*TASK ITEM:* Count the lines in the data below that have "garnish" in them, and reply with only that number.

*SUPPLIED MATERIAL:*
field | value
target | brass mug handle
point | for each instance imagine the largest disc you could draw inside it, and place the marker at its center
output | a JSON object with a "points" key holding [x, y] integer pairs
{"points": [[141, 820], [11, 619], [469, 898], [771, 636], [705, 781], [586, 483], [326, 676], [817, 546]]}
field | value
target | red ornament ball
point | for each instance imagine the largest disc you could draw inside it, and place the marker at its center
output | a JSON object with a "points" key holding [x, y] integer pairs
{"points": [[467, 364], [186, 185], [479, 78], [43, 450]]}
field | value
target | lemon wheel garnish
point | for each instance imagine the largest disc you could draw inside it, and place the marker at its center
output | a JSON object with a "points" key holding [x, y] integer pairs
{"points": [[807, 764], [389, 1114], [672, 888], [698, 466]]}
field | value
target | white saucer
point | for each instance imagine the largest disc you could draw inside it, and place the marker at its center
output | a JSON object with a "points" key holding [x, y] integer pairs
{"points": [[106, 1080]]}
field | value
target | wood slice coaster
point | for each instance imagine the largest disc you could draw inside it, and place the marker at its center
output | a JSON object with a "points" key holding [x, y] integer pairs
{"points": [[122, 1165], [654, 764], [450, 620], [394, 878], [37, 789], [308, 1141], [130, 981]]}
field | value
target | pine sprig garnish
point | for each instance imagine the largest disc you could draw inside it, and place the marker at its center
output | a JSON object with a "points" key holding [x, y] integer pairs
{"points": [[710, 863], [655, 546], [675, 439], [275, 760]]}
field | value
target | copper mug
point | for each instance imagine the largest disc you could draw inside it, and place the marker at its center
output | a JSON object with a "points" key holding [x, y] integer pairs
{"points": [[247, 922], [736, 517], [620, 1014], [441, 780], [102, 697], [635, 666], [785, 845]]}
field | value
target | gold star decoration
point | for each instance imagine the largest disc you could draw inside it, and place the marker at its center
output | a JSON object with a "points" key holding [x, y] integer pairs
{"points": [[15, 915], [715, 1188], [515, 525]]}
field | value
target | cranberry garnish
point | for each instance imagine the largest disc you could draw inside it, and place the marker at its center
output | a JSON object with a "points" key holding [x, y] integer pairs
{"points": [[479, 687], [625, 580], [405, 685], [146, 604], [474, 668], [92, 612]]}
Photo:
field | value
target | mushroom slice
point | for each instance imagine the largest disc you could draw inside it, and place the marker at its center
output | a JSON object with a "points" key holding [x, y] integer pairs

*SOLUTION TO THE EXERCISE:* 3